══ Supplied entries

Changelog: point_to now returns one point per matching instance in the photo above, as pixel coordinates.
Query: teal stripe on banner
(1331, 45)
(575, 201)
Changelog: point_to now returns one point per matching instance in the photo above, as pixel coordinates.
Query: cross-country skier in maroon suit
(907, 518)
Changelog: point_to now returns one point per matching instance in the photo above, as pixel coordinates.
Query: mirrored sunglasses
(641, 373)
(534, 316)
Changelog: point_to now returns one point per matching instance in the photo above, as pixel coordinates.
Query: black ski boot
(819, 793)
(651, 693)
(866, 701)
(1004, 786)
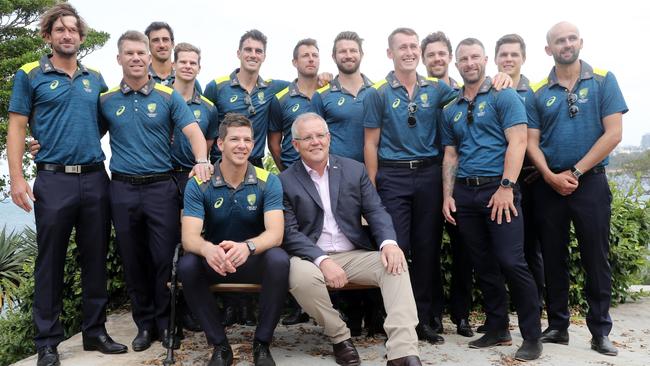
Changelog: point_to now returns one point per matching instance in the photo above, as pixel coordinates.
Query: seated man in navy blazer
(325, 197)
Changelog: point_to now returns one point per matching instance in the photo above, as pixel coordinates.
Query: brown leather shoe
(346, 354)
(405, 361)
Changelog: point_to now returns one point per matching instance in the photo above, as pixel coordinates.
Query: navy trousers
(63, 202)
(413, 198)
(497, 249)
(146, 221)
(270, 269)
(589, 209)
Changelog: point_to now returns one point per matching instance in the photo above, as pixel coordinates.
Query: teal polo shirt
(141, 123)
(233, 213)
(481, 144)
(343, 113)
(386, 107)
(565, 140)
(229, 96)
(207, 117)
(62, 111)
(286, 106)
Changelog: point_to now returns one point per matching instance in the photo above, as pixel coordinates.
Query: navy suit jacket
(351, 195)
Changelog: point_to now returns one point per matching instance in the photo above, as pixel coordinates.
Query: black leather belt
(70, 169)
(477, 181)
(137, 180)
(411, 164)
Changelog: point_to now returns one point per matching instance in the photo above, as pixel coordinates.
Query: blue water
(14, 217)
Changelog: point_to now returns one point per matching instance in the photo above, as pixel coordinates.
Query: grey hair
(304, 117)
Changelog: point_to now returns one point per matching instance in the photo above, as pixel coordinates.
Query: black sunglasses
(470, 112)
(412, 108)
(249, 103)
(572, 98)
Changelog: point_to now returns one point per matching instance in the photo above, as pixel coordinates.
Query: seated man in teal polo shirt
(241, 211)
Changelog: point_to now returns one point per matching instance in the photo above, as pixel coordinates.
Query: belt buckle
(73, 169)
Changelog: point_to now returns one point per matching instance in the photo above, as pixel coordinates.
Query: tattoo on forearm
(448, 178)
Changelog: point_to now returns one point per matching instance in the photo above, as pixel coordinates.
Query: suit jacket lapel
(305, 180)
(335, 179)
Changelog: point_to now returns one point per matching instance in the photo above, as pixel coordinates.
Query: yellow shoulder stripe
(29, 67)
(601, 72)
(163, 88)
(113, 89)
(536, 86)
(207, 100)
(262, 174)
(221, 79)
(281, 93)
(323, 89)
(378, 84)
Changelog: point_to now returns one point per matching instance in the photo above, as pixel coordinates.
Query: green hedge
(630, 233)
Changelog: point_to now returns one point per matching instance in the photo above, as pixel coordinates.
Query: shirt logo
(550, 101)
(86, 84)
(582, 95)
(151, 107)
(251, 198)
(218, 202)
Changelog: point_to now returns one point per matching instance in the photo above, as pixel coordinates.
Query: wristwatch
(576, 173)
(251, 246)
(507, 183)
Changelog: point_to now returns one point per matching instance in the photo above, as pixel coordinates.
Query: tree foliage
(20, 43)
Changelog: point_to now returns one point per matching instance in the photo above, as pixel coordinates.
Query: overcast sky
(611, 31)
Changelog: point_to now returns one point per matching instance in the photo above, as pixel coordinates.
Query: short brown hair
(348, 36)
(511, 38)
(131, 35)
(186, 47)
(59, 11)
(304, 42)
(234, 120)
(433, 38)
(402, 30)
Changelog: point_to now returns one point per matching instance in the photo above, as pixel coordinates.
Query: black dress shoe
(189, 321)
(221, 355)
(48, 356)
(555, 336)
(143, 340)
(296, 317)
(247, 316)
(103, 343)
(346, 354)
(602, 344)
(164, 339)
(529, 350)
(405, 361)
(426, 333)
(491, 339)
(464, 328)
(230, 316)
(262, 354)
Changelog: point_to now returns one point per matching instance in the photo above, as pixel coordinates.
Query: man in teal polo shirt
(484, 134)
(293, 101)
(579, 121)
(240, 211)
(140, 116)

════

• [Work task]:
What is needed is a word-for-word restatement of the entries, minus any pictures.

• [Exercise output]:
Changelog: point_to now returns one point per matching instance in the photo above, as pixel coordinates.
Query: teal stripe on banner
(1331, 45)
(575, 201)
Changelog: point_to now returns one point per matching instance in the photo above, as pixel coordinates.
Query: cross-country skier in maroon suit
(907, 518)
Changelog: point_to now returns one point per matching instance in the photo above, as pixel coordinates.
Query: mirrored sunglasses
(641, 373)
(534, 316)
Changelog: point_to now returns one point per matching instance in the photo above, as pixel coordinates.
Query: black ski boot
(819, 793)
(651, 693)
(866, 701)
(1004, 786)
Changelog: point_to now returns one point per matching instance in the photo above, as pixel coordinates.
Query: seated man in navy blazer
(325, 197)
Changelog: point_to now returns one point per matching instance in the photo above, as pixel coordinates.
Query: brown leather shoe
(346, 354)
(405, 361)
Changelog: point_to now returns one point per matching instance in the photo above, as pixel coordinates.
Query: navy trousers
(63, 202)
(413, 198)
(497, 249)
(146, 221)
(270, 269)
(589, 209)
Changelog: point_to now returns one point per matching instance in the photo above, as pixel coordinates.
Query: teal polo shirt
(141, 123)
(233, 213)
(481, 144)
(343, 113)
(386, 107)
(565, 140)
(229, 96)
(207, 117)
(62, 111)
(286, 106)
Changelog: point_to now returns one point per matching instance in the photo above, as pixel coordinates.
Query: navy suit jacket
(351, 195)
Changelog: point_to now returns one point per matching instance in the photo above, as pixel coordinates.
Query: black leather belt
(70, 169)
(477, 181)
(137, 180)
(411, 164)
Changelog: point_to now returns one point per matching instance in the photo above, as pixel coordinates.
Query: blue water
(14, 217)
Changelog: point_to now returns one point per matching instance in the photo above, as pixel coordinates.
Query: grey hair
(304, 117)
Changelog: point_to now returns one point per matching instance in the photo above, as pixel coordinates.
Query: black sunglasses
(470, 112)
(412, 108)
(249, 103)
(572, 98)
Changelog: point_to now returns one point per matching instance in the photo above, as pixel coordinates.
Query: seated man in teal polo shirt
(241, 211)
Changelog: point_to now returns one point per matching instance in the photo above, as pixel coordinates.
Query: belt buckle
(73, 169)
Changelog: point_to now returns one point per matching instance in the photo above, as pixel coordinates.
Query: tattoo on forearm
(448, 178)
Changelog: point_to now returns one point per matching instance in the photo above, as pixel coordinates.
Query: suit jacket lapel
(305, 180)
(335, 179)
Changelog: point_to now returns one point per matching instance in the photo above, as pixel coordinates.
Query: yellow shoulder stripe
(29, 67)
(601, 72)
(163, 88)
(113, 89)
(536, 86)
(207, 100)
(262, 174)
(221, 79)
(281, 93)
(323, 89)
(378, 84)
Changelog: point_to now returns one point per matching instance in the photo above, as pixel coordinates.
Query: green hedge
(630, 233)
Changelog: point_to now returns one point per matching instance in the photo above, as pixel coordinates.
Query: shirt logo
(550, 101)
(86, 84)
(582, 95)
(151, 107)
(251, 198)
(218, 202)
Changelog: point_to now returns one point per matching instance in the photo above, as pixel coordinates.
Query: wristwatch
(576, 173)
(251, 246)
(507, 183)
Changelog: point_to now returns one point per matching instance in the photo above, as pixel coordinates.
Query: tree foliage
(20, 43)
Changelog: point_to now returns one point per matching instance in the photo above, as pixel coordinates.
Query: overcast sky
(611, 31)
Changelog: point_to now returns one point per matching instance in the photo above, as pixel coordinates.
Query: short brown hair
(348, 36)
(511, 38)
(131, 35)
(186, 47)
(59, 11)
(304, 42)
(234, 120)
(433, 38)
(402, 30)
Changelog: point_to now returns one point per matching instance in the photo above, as pixel coordinates.
Query: black dress shoe
(189, 321)
(221, 355)
(48, 356)
(555, 336)
(143, 340)
(296, 317)
(247, 316)
(103, 343)
(346, 354)
(602, 344)
(164, 339)
(529, 350)
(405, 361)
(426, 333)
(491, 339)
(464, 328)
(230, 316)
(262, 354)
Changelog: point_to now returns one point per matching instance in the photo above, as pixel coordinates.
Query: man in teal polo shirt
(484, 134)
(293, 101)
(579, 121)
(240, 211)
(140, 116)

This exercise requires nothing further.